■ WHAT IS EXPECTED ■
Return the whole listing, keeping every character the same.

++++ INFORMATION GIVEN ++++

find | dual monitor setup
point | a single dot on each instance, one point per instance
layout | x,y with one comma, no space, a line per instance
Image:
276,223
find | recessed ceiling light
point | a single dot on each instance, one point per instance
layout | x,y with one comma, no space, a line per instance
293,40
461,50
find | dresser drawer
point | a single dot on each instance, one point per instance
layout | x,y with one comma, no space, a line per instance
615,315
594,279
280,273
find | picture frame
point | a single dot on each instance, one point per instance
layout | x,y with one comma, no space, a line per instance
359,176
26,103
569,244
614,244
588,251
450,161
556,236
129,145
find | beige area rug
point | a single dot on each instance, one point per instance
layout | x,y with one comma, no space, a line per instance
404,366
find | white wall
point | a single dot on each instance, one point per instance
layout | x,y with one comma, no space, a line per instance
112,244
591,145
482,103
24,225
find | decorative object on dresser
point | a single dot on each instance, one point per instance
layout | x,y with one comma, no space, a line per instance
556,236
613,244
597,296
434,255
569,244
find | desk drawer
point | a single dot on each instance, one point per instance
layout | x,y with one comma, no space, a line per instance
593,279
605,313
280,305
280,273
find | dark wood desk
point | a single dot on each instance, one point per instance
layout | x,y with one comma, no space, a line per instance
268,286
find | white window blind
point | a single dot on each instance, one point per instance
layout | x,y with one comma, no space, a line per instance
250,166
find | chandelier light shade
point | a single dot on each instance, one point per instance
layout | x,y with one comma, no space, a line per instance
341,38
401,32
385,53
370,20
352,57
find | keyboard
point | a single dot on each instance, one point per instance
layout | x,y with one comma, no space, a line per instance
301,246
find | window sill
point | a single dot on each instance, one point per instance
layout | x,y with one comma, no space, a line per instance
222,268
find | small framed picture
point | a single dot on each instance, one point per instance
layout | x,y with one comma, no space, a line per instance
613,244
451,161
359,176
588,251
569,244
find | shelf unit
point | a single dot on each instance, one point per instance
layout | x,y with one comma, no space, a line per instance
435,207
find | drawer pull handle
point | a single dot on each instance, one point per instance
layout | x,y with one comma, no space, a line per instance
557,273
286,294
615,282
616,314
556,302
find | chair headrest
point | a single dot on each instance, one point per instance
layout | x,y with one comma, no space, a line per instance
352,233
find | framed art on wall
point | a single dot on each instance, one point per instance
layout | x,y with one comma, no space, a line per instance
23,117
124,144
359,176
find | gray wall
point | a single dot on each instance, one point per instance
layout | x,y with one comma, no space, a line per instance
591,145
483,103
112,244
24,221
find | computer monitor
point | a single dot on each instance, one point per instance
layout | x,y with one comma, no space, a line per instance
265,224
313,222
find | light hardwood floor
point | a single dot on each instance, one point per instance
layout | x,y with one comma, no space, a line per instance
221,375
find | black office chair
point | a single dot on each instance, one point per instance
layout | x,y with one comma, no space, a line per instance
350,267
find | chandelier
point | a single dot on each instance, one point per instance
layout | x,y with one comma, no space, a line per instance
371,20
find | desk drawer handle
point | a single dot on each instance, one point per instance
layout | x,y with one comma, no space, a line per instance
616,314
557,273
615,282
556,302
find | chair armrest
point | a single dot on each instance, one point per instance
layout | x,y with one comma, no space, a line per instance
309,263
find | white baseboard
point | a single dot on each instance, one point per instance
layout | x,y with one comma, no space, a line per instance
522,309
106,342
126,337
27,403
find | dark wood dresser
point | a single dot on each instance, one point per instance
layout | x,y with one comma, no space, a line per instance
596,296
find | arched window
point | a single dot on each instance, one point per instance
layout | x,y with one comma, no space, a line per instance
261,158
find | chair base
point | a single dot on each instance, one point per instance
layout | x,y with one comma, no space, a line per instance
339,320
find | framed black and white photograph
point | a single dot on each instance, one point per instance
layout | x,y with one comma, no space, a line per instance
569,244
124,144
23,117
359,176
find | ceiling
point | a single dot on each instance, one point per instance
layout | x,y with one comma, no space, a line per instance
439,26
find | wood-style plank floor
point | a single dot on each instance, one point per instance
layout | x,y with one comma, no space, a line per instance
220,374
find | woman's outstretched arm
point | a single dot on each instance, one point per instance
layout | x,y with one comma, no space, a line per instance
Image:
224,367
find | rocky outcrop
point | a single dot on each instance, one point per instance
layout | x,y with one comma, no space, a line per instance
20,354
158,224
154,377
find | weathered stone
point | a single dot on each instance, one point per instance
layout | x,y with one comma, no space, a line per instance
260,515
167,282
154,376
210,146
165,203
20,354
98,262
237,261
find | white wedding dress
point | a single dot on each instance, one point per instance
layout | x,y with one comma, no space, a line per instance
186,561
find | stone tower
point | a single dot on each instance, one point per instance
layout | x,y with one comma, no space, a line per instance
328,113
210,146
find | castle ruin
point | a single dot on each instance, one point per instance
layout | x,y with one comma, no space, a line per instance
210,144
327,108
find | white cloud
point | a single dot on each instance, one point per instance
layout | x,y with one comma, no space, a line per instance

++++

■ THE RESULT ■
find | dual monitor setup
point | a single dot on each instance, one point per instance
layout | x,y with one comma, no space, a line per instance
Image:
276,223
find | recessed ceiling light
point | a single dot on each instance, one point per instance
layout | x,y with one comma, no space, a line per instance
293,40
461,50
find | dresser drawer
point | a single dot on each instance, one point per instance
layout | x,y with one comma, no space, a line per instance
615,315
594,279
280,273
find | picture frame
point | a single dot on each instance, one point per instance
layout | x,y with one comma, no space, a line per instance
359,176
26,103
569,244
614,244
588,251
450,161
556,236
129,145
find | beige area rug
point | a single dot on each instance, one point per instance
layout | x,y with one comma, no space, a line per instance
404,366
find | white wall
point | a single dot on each instance, one point per instance
layout | x,y with one comma, no space, a line per instance
112,244
591,145
482,103
24,225
find | decorative object on dresser
point | a single dot on each instance, one point per instance
layout | x,y with one comma, no space, a line per instance
556,236
613,244
597,296
434,255
569,244
find | desk drawer
point | a single dot on each instance, one point per instance
layout | x,y with one comma, no space, a line per instance
593,279
605,313
280,305
280,273
find | dark wood desk
point | a single dot on each instance, one point per instance
layout | x,y with one comma, no space, a line per instance
268,286
find | white window blind
point | a single dot on each instance, one point per instance
layout | x,y with one comma, no space, a line per instance
250,166
find | chandelier light shade
point | a single dot on each instance, one point per instance
layout | x,y with one comma, no space, a line per instance
341,38
401,32
385,53
370,20
352,57
find | keyboard
point | a single dot on each instance, one point per instance
layout | x,y with one comma, no space, a line per instance
301,246
find | window sill
point | a single dot on each instance, one point per instance
layout | x,y with one comma, no space, a line per instance
222,268
find | small framed picture
point | a single dot on each instance, one point per instance
layout | x,y with one comma, no space, a line per instance
613,244
451,161
359,176
588,251
569,244
find | shelf unit
point | a single dot on each instance, one point per instance
layout | x,y with one comma, no space, a line per instance
435,207
find | drawer pull handle
point | a single dot on each instance, one point per instance
layout | x,y with one comma, no space, a line per instance
557,273
286,294
615,282
616,314
556,302
find | chair headrest
point | a single dot on each instance, one point per instance
layout | x,y with one comma, no space, a line per instance
352,233
find | framed art on wall
point | a single dot on each instance, one point per instance
layout | x,y with one comma, no space, a line per instance
23,117
124,144
359,176
find | gray wall
point | a single dot on each instance, one point per instance
layout | x,y with one comma, no space, a line per instance
591,145
483,103
112,244
24,221
find | computer monitor
point | a single dot on each instance, one point per instance
layout | x,y with one comma, no space, a line per instance
265,224
313,222
find | light hardwood floor
point | a single dot on each instance, one point per instance
layout | x,y with one comma, no space, a line per instance
221,375
find | black office chair
point | a single dot on each instance, one point per instance
layout | x,y with one comma, no space, a line per instance
350,267
find | chandelier
point | a single dot on each instance, one point per instance
layout | x,y with one comma, no space, a line per instance
371,20
find | desk drawer handle
point | a single dot on each instance, one point per instance
layout | x,y with one comma, no space, a line per instance
616,314
557,273
615,282
556,302
find | chair armrest
point | a single dot on each instance, one point per instance
layout | x,y with one comma, no space, a line per instance
309,263
find | white baseboard
point | a single dot on each instance, one point per instance
layout | x,y with one comma, no space, a line per instance
522,309
106,342
126,337
27,403
find | dark wood dresser
point | a single dot on each instance, one point per instance
layout | x,y with one comma, no space, a line per instance
596,296
find | arched window
point | a single dot on each instance, one point per instance
layout | x,y with one comma, no space, a line per instance
261,158
find | chair base
point | a single dot on each instance, one point per instance
layout | x,y with one comma, no space, a line per instance
339,320
find | framed black and white photograph
point | a single dot on each instance, one point per instance
layout | x,y with one comma, no space, a line per instance
569,244
124,144
23,117
359,176
find | ceiling
point | a single dot on each instance, one point per instance
layout | x,y with one comma, no space, a line per instance
439,26
find | wood-style plank floor
point | a single dot on each instance, one point per instance
layout | x,y with one comma, no space, a line per instance
220,374
find | woman's outstretched arm
point | a single dot on each instance, one point per instance
layout | x,y with one comma, no space, a line per instance
Image:
224,367
find | rocky outcrop
point | a single dot on each instance, one point per instance
layout | x,y with one comma, no space, a line per instance
20,354
158,224
154,377
find | weathered stone
point | a single dot on each instance, one point per instance
layout | x,y with one comma, no space, a line per instance
260,515
167,282
154,376
210,146
165,203
20,354
98,262
237,261
find | white wedding dress
point | a single dot on each instance, one point per instance
layout | x,y with one comma, no space, a line per instance
186,561
find | stone tower
point | a single dot on each instance, one point per instance
layout | x,y with one comma, no space, a line per instance
328,113
210,146
find | castle ruin
point | a single dot on each instance, one point per instance
layout | x,y with one comma, no space, a line per instance
210,144
327,108
find | white cloud
point | a single dot on each instance, one point per instance
layout | x,y with one comma, no space, a line per instance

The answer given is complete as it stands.